(PROVIDED DATA Opens)

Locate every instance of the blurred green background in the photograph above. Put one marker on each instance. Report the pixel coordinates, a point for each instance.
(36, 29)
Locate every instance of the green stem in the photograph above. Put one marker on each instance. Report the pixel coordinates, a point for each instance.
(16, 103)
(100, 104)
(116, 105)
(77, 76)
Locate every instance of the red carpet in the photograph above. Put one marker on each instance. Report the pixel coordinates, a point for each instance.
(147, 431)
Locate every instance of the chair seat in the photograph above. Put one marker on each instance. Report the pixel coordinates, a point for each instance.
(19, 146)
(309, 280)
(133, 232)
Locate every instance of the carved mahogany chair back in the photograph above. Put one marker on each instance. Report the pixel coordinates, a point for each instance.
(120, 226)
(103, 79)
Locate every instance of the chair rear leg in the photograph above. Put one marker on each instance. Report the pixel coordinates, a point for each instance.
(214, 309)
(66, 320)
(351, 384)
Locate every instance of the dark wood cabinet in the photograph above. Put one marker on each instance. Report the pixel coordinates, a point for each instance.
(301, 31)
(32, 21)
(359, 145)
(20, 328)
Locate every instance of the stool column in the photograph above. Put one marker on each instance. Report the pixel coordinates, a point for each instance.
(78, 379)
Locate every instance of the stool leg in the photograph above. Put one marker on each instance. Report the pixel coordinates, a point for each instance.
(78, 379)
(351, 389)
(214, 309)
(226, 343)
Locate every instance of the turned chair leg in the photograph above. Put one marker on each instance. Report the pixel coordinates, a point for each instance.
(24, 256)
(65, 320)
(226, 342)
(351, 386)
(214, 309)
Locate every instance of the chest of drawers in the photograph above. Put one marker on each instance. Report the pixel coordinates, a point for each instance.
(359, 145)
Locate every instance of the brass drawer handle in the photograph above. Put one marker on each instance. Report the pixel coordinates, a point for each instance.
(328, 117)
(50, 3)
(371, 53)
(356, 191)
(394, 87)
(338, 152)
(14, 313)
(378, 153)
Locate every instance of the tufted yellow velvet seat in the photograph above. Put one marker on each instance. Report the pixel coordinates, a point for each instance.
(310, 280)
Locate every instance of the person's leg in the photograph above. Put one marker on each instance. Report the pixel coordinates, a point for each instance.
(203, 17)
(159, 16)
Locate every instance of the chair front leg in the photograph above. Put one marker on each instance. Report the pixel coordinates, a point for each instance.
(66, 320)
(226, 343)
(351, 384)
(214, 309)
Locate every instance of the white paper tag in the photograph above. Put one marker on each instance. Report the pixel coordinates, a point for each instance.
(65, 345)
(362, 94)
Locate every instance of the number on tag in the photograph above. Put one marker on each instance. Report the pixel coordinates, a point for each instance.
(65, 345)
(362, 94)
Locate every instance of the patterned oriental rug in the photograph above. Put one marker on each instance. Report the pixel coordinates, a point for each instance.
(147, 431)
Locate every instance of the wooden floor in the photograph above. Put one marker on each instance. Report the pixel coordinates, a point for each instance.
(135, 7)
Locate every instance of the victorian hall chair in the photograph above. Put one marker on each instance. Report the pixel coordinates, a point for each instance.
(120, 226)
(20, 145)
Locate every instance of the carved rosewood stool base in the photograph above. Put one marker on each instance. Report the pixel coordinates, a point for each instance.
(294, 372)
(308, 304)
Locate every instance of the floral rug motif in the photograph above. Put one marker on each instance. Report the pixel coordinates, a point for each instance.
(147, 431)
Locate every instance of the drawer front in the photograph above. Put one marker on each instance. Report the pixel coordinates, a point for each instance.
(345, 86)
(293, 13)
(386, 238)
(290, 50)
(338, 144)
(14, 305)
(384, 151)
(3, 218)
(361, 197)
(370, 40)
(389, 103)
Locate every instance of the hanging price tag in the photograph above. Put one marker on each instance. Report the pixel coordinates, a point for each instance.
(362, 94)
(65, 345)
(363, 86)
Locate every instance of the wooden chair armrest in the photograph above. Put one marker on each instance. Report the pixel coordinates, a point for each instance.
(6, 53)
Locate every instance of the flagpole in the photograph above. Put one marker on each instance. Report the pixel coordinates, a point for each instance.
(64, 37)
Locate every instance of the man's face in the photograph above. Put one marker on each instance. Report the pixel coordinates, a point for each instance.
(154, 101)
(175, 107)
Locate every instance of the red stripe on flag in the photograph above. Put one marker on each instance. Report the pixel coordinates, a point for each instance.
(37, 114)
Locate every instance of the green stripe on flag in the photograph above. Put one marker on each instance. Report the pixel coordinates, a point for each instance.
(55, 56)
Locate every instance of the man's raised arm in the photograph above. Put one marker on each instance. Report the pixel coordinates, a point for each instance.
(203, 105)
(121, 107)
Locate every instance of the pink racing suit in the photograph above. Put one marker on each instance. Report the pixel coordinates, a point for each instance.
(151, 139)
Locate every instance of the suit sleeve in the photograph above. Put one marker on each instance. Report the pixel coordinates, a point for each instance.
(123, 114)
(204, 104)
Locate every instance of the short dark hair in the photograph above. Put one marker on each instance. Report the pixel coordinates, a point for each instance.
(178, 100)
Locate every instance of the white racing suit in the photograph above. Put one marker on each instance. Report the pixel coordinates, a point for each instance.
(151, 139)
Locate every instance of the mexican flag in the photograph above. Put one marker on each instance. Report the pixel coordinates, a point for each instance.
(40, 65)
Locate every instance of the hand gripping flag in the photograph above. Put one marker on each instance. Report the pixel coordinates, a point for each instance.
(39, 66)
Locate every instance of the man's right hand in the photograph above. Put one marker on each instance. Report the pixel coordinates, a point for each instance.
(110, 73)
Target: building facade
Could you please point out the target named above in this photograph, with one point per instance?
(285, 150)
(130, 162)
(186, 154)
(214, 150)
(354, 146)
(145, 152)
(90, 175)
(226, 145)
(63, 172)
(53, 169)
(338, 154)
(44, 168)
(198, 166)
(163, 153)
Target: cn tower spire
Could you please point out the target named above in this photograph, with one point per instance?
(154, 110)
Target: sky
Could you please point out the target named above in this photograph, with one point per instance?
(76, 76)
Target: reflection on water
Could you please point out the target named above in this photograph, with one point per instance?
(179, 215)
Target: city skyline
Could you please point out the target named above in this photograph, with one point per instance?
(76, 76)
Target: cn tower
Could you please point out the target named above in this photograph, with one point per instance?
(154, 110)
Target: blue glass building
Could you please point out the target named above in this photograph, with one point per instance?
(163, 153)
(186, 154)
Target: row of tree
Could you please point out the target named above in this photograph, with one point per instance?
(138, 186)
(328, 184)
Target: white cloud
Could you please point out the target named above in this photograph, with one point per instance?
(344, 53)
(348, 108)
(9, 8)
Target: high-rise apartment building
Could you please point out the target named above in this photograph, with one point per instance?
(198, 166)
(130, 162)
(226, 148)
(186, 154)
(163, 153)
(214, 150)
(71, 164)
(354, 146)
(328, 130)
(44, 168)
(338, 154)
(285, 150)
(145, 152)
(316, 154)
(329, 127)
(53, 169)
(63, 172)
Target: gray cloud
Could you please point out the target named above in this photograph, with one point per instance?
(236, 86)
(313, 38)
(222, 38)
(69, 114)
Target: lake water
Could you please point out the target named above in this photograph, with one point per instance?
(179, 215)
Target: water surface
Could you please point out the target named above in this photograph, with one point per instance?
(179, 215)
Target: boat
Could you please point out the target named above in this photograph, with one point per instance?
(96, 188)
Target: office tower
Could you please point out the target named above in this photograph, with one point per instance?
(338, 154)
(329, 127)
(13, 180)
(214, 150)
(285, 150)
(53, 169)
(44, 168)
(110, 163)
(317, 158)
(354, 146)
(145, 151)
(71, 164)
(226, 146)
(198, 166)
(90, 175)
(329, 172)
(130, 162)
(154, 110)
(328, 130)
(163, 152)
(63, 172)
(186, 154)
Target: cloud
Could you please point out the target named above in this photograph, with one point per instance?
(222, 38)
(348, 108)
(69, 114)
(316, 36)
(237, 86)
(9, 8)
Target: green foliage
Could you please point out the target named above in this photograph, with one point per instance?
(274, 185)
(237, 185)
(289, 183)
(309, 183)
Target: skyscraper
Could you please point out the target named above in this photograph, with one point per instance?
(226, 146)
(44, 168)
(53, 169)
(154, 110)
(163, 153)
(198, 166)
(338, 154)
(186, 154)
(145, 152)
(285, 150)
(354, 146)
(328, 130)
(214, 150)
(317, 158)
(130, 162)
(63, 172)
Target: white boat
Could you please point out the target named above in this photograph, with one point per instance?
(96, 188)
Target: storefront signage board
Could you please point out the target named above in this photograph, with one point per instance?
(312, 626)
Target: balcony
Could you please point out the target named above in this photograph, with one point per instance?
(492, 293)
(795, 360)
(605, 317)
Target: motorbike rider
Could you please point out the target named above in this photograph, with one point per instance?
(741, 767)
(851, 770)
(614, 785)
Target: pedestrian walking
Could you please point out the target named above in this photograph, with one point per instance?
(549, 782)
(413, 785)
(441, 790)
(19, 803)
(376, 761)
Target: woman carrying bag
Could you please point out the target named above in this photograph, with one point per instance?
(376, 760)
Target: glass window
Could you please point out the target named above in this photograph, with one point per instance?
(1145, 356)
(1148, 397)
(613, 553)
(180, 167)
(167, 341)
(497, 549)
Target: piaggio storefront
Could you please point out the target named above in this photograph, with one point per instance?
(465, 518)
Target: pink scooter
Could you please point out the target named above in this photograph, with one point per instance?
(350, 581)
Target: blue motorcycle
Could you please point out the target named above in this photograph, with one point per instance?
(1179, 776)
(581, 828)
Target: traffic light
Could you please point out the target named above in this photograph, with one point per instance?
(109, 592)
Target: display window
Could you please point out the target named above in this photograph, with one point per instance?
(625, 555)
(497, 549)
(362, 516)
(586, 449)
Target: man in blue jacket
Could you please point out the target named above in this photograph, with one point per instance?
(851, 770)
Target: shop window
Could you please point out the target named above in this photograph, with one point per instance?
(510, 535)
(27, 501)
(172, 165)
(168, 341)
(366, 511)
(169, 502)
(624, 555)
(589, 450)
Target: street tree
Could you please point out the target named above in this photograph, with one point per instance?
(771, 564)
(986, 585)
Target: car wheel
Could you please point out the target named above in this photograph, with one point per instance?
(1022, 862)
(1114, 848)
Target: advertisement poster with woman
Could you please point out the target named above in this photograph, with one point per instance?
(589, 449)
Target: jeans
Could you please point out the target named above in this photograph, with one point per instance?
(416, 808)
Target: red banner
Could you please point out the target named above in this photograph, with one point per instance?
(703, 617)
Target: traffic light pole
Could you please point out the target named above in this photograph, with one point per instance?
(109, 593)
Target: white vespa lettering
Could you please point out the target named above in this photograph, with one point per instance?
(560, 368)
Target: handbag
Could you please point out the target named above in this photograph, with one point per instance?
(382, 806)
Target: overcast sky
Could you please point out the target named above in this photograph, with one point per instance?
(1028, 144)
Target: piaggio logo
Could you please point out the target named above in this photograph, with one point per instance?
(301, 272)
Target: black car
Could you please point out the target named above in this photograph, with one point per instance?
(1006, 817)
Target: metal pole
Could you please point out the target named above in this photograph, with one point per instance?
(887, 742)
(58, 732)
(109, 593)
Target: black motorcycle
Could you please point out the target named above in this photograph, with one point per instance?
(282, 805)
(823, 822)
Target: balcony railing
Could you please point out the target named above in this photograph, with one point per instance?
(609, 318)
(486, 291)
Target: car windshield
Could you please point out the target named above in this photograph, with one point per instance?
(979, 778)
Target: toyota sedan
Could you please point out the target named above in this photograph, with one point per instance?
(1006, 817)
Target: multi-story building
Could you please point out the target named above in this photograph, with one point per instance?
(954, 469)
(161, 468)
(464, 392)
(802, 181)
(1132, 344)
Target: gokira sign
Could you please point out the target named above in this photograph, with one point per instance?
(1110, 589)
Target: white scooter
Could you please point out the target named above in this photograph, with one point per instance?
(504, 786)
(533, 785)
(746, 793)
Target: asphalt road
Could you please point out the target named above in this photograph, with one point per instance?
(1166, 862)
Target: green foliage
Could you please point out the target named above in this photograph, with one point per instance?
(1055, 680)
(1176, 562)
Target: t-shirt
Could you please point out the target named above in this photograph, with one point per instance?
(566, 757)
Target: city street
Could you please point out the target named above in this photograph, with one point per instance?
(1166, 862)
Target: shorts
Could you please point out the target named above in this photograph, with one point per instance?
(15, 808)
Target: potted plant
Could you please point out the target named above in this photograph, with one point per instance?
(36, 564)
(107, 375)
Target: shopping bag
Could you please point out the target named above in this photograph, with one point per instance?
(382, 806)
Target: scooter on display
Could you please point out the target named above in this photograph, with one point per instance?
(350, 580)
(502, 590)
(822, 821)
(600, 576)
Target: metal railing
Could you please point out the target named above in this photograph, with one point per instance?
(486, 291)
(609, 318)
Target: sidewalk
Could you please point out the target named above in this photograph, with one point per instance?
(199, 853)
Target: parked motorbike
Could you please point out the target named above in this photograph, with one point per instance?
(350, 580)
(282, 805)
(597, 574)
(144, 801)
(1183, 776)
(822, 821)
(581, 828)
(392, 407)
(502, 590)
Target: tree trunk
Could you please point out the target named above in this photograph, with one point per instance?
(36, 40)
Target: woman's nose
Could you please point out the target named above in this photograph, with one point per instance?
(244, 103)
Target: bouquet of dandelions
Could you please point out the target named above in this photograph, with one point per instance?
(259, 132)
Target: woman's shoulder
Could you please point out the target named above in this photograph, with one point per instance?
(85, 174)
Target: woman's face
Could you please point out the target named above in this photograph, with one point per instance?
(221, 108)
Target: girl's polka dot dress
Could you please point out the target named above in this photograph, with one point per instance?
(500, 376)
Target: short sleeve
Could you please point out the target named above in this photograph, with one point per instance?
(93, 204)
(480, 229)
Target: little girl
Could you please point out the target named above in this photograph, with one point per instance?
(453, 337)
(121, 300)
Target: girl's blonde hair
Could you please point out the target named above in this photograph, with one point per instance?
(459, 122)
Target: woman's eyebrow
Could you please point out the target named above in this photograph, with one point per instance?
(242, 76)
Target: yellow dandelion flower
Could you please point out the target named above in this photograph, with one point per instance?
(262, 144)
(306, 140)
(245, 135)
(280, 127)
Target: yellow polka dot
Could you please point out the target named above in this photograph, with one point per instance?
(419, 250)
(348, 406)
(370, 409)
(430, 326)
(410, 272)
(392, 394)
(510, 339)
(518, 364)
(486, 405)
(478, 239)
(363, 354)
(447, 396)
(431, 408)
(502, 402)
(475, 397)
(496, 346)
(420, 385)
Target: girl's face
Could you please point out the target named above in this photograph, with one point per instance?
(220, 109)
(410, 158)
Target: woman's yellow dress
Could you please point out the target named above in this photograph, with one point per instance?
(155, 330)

(PROVIDED DATA Closes)

- [WHAT TO PRODUCE]:
Apply a filter for "building" to the data above, then copy each line that matches.

- [EXERCISE OUTPUT]:
Target: building facade
Target: blue glass building
Target: high-rise apartment building
Target: multi-story building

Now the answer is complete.